>> begin

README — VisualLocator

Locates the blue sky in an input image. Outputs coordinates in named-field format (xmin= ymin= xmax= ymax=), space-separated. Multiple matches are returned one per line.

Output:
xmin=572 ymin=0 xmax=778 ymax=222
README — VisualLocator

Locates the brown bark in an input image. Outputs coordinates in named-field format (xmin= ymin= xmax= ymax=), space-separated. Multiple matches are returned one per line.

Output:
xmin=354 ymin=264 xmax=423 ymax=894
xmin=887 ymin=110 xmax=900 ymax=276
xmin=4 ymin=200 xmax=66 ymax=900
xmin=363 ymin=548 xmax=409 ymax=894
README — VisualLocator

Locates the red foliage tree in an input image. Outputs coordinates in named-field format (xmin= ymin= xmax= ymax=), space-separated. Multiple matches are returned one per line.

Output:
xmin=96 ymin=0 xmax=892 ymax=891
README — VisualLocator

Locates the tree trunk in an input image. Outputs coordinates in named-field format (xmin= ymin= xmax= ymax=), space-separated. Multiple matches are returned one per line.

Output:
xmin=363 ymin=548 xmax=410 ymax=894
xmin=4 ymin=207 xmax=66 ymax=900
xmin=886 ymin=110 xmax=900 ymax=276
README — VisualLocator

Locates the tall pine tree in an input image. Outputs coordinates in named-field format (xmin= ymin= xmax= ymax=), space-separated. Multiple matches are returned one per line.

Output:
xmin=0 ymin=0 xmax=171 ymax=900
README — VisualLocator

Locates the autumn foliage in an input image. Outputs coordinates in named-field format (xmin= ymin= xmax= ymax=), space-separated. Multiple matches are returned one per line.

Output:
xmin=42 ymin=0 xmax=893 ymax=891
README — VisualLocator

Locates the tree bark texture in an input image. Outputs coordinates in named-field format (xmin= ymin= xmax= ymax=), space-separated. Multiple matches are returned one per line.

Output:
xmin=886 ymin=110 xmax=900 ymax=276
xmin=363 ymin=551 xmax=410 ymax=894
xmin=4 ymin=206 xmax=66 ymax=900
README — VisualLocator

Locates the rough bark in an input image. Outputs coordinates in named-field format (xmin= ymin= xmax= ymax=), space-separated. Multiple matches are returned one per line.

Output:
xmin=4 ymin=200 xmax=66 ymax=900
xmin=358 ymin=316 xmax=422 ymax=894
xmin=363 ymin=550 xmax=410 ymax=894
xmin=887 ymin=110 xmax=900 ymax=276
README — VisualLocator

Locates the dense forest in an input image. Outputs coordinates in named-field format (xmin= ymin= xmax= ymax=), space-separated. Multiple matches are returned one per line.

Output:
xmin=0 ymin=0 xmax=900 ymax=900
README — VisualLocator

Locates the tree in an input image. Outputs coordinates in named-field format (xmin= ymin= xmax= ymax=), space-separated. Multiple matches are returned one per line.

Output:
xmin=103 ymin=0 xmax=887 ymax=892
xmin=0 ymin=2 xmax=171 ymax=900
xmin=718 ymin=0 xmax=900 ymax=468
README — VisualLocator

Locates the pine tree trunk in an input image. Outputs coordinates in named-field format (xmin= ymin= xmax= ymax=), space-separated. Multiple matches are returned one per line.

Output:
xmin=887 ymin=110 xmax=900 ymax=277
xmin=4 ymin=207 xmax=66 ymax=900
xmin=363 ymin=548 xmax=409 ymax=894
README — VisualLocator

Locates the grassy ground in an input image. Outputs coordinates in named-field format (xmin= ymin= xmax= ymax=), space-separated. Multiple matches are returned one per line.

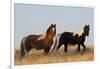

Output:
xmin=14 ymin=46 xmax=94 ymax=65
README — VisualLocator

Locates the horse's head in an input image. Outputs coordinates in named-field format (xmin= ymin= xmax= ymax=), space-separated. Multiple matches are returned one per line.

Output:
xmin=84 ymin=25 xmax=90 ymax=36
xmin=47 ymin=24 xmax=56 ymax=37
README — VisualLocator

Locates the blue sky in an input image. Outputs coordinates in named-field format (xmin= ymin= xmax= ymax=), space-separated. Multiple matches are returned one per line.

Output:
xmin=14 ymin=3 xmax=94 ymax=48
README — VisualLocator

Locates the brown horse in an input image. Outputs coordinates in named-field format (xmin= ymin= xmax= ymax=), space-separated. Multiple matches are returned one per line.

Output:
xmin=20 ymin=24 xmax=56 ymax=57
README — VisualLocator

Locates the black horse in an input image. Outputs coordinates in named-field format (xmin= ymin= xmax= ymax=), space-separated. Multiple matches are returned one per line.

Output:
xmin=20 ymin=24 xmax=56 ymax=57
xmin=56 ymin=25 xmax=90 ymax=53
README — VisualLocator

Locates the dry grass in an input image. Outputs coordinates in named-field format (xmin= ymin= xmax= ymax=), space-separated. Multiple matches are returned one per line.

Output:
xmin=14 ymin=46 xmax=94 ymax=65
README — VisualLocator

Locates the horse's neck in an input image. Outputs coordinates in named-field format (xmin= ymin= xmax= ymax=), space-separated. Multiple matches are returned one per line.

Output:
xmin=45 ymin=34 xmax=53 ymax=41
xmin=80 ymin=32 xmax=86 ymax=38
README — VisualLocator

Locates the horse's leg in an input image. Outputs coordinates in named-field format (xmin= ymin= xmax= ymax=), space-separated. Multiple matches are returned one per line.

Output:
xmin=64 ymin=43 xmax=68 ymax=53
xmin=77 ymin=44 xmax=80 ymax=52
xmin=82 ymin=43 xmax=86 ymax=52
xmin=55 ymin=42 xmax=63 ymax=54
xmin=44 ymin=47 xmax=50 ymax=55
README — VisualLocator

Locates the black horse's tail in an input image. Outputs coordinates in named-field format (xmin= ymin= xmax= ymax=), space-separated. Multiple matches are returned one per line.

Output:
xmin=50 ymin=35 xmax=58 ymax=53
xmin=20 ymin=38 xmax=25 ymax=57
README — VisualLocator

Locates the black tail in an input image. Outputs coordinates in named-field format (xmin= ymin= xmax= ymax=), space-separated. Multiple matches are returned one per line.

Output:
xmin=50 ymin=35 xmax=58 ymax=53
xmin=20 ymin=38 xmax=25 ymax=57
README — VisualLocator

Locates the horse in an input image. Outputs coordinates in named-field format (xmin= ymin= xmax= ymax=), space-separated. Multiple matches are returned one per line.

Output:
xmin=20 ymin=24 xmax=56 ymax=57
xmin=51 ymin=25 xmax=90 ymax=53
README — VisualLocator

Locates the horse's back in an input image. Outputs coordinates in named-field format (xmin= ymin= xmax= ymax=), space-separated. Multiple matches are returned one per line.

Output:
xmin=59 ymin=32 xmax=73 ymax=43
xmin=60 ymin=32 xmax=73 ymax=38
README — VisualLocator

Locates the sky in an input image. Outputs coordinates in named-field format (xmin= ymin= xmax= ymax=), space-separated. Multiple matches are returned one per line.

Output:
xmin=14 ymin=3 xmax=94 ymax=48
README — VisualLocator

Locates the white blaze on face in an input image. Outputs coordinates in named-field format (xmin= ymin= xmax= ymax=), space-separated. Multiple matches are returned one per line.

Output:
xmin=37 ymin=33 xmax=46 ymax=40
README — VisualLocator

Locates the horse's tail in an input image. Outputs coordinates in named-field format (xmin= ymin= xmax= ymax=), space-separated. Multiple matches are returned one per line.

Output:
xmin=50 ymin=35 xmax=58 ymax=53
xmin=20 ymin=37 xmax=25 ymax=57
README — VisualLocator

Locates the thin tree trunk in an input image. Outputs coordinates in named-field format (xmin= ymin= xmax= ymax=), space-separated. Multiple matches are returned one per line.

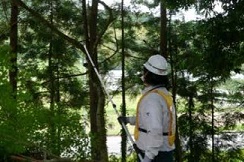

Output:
xmin=48 ymin=1 xmax=56 ymax=154
xmin=9 ymin=0 xmax=19 ymax=99
xmin=169 ymin=15 xmax=182 ymax=162
xmin=86 ymin=0 xmax=108 ymax=162
xmin=160 ymin=0 xmax=168 ymax=58
xmin=188 ymin=95 xmax=195 ymax=162
xmin=121 ymin=0 xmax=127 ymax=162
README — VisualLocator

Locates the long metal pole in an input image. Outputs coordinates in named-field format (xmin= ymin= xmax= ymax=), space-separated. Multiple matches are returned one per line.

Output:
xmin=83 ymin=45 xmax=143 ymax=161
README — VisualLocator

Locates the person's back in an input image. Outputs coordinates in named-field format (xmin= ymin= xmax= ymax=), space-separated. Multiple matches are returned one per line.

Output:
xmin=119 ymin=55 xmax=175 ymax=162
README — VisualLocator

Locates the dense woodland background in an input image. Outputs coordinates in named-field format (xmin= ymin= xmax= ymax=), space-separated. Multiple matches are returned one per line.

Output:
xmin=0 ymin=0 xmax=244 ymax=162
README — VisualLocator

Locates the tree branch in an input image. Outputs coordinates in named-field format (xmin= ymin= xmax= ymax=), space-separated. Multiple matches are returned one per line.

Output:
xmin=14 ymin=0 xmax=87 ymax=55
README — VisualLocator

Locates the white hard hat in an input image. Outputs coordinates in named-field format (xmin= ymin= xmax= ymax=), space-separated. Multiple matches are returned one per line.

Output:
xmin=143 ymin=54 xmax=168 ymax=75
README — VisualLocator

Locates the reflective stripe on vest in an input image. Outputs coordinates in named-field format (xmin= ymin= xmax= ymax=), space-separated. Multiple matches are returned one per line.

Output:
xmin=134 ymin=89 xmax=175 ymax=146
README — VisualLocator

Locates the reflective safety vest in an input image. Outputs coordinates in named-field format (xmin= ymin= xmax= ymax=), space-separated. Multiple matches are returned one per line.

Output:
xmin=134 ymin=89 xmax=176 ymax=146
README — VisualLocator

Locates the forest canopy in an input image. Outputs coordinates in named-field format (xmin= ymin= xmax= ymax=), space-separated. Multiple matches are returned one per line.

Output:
xmin=0 ymin=0 xmax=244 ymax=162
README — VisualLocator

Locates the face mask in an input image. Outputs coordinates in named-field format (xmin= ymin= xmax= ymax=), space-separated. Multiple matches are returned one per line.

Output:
xmin=140 ymin=72 xmax=147 ymax=83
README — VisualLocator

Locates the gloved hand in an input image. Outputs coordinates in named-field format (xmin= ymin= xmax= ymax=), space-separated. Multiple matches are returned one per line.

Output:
xmin=142 ymin=155 xmax=152 ymax=162
xmin=117 ymin=116 xmax=129 ymax=125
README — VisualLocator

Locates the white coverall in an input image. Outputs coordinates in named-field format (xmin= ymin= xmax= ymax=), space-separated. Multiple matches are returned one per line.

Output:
xmin=128 ymin=86 xmax=175 ymax=159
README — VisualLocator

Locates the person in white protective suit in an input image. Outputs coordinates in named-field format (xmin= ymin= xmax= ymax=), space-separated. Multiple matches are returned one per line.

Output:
xmin=118 ymin=55 xmax=176 ymax=162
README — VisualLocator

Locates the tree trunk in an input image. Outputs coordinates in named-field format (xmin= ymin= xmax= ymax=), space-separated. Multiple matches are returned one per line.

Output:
xmin=9 ymin=0 xmax=19 ymax=99
xmin=85 ymin=0 xmax=108 ymax=162
xmin=160 ymin=0 xmax=168 ymax=59
xmin=121 ymin=0 xmax=127 ymax=162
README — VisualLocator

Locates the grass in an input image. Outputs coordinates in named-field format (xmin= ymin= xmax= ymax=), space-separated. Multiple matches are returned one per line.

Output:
xmin=105 ymin=95 xmax=138 ymax=136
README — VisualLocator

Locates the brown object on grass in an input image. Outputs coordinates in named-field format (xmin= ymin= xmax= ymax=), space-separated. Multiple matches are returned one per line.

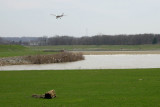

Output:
xmin=32 ymin=90 xmax=56 ymax=99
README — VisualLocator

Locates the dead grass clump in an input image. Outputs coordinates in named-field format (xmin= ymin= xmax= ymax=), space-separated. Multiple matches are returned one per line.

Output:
xmin=25 ymin=52 xmax=84 ymax=64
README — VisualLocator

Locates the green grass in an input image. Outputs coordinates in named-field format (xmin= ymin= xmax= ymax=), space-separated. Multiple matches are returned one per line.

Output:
xmin=0 ymin=44 xmax=160 ymax=57
xmin=26 ymin=44 xmax=160 ymax=51
xmin=0 ymin=45 xmax=55 ymax=57
xmin=0 ymin=69 xmax=160 ymax=107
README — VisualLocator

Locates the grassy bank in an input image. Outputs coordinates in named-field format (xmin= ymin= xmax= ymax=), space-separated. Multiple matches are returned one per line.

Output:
xmin=29 ymin=44 xmax=160 ymax=51
xmin=0 ymin=45 xmax=56 ymax=57
xmin=0 ymin=69 xmax=160 ymax=107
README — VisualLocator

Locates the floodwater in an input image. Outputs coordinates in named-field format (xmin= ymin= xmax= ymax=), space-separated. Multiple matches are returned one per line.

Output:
xmin=0 ymin=54 xmax=160 ymax=71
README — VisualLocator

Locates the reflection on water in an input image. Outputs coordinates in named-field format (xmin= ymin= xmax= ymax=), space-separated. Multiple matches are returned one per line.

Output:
xmin=0 ymin=54 xmax=160 ymax=70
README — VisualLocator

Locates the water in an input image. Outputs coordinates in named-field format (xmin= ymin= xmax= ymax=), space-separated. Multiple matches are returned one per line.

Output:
xmin=0 ymin=54 xmax=160 ymax=71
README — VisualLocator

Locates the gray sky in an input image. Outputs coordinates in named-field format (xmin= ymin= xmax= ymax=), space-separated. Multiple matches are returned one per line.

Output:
xmin=0 ymin=0 xmax=160 ymax=37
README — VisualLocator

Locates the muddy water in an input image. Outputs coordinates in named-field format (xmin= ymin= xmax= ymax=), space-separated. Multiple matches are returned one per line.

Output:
xmin=0 ymin=54 xmax=160 ymax=71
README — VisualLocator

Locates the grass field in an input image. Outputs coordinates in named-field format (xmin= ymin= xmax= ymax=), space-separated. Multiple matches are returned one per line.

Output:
xmin=28 ymin=44 xmax=160 ymax=51
xmin=0 ymin=69 xmax=160 ymax=107
xmin=0 ymin=45 xmax=160 ymax=57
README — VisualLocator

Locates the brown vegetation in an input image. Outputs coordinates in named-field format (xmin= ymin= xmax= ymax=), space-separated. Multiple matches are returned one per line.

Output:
xmin=0 ymin=52 xmax=84 ymax=66
xmin=26 ymin=52 xmax=84 ymax=64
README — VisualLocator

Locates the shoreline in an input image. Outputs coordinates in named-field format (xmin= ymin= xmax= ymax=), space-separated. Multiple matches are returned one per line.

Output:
xmin=72 ymin=51 xmax=160 ymax=55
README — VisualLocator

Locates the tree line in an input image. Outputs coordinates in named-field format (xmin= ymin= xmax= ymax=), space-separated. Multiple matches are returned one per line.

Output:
xmin=0 ymin=34 xmax=160 ymax=45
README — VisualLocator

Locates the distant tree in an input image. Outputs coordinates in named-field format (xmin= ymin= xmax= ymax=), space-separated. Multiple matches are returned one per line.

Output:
xmin=152 ymin=37 xmax=158 ymax=44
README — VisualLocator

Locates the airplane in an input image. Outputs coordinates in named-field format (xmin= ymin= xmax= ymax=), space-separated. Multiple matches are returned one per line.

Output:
xmin=51 ymin=13 xmax=66 ymax=19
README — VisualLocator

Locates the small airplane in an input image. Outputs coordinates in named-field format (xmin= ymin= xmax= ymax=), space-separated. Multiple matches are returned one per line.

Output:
xmin=51 ymin=13 xmax=66 ymax=19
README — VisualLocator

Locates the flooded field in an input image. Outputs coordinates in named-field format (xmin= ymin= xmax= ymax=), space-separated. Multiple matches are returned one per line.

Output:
xmin=0 ymin=54 xmax=160 ymax=71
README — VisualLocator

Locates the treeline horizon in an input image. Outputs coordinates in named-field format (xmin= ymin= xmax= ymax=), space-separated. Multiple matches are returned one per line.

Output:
xmin=0 ymin=34 xmax=160 ymax=46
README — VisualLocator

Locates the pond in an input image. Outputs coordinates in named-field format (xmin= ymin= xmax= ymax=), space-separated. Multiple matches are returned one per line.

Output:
xmin=0 ymin=54 xmax=160 ymax=71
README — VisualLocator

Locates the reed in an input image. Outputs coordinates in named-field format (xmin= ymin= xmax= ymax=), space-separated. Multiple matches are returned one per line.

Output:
xmin=25 ymin=52 xmax=84 ymax=64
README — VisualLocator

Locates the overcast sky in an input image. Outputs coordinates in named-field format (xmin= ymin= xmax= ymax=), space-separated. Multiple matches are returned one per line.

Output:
xmin=0 ymin=0 xmax=160 ymax=37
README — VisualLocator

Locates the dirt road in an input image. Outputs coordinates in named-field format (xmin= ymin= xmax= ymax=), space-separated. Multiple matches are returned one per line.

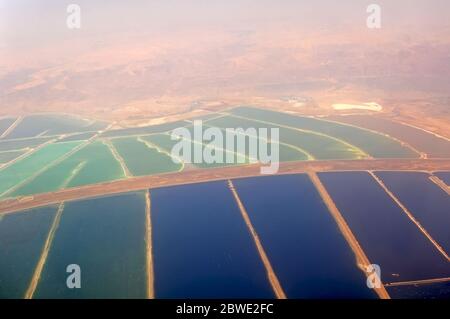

>> end

## Exercise objective:
Rewrite the rows from the beginning through the line that contains "xmin=4 ymin=206 xmax=66 ymax=900", putting "ImageLocator" in place of every "VisualLocator" and changing nothing else. Give only those lines.

## Reply:
README — ImageLocator

Locates the blue sky in an input image. Outputs coordinates in named-field format (xmin= ymin= xmax= ymax=), space-separated. Multiple matches are returned one per line.

Output:
xmin=572 ymin=0 xmax=778 ymax=222
README — ImageLocator

Locates the brown bark in an input image. Outputs coordinates in named-field format (xmin= ymin= xmax= ymax=), space-separated. Multiple matches are returned one per line.

Output:
xmin=354 ymin=264 xmax=423 ymax=894
xmin=887 ymin=110 xmax=900 ymax=276
xmin=4 ymin=200 xmax=66 ymax=900
xmin=363 ymin=548 xmax=409 ymax=894
README — ImageLocator

Locates the red foliage tree in an input image. Outputs coordinates in named-field format (xmin= ymin= xmax= ymax=), space-separated. Multiple matches are returned one per line.

Output:
xmin=96 ymin=0 xmax=892 ymax=891
README — ImageLocator

Locates the tree trunk in an input image. Outputs coordinates in named-field format (xmin= ymin= xmax= ymax=), space-separated. Multiple matches are returned one per line.

Output:
xmin=363 ymin=548 xmax=410 ymax=894
xmin=4 ymin=207 xmax=66 ymax=900
xmin=886 ymin=110 xmax=900 ymax=276
README — ImageLocator

Locates the tall pine tree in an input image. Outputs coordinates in named-field format (xmin= ymin= xmax= ymax=), space-separated. Multiple matches are returned one per line.

Output:
xmin=0 ymin=0 xmax=171 ymax=900
README — ImageLocator

Locates the autumn foliage in an input image. Outputs coordinates in named-field format (xmin= ymin= xmax= ymax=), space-separated. Multiple matches are returned one per line.

Output:
xmin=42 ymin=0 xmax=893 ymax=891
README — ImageLocator

Locates the tree bark texture in an input image. Outputs coordinates in named-field format (xmin= ymin= xmax= ymax=), space-separated. Multiple matches are returned one per line.

Output:
xmin=886 ymin=110 xmax=900 ymax=276
xmin=363 ymin=551 xmax=410 ymax=894
xmin=4 ymin=206 xmax=66 ymax=900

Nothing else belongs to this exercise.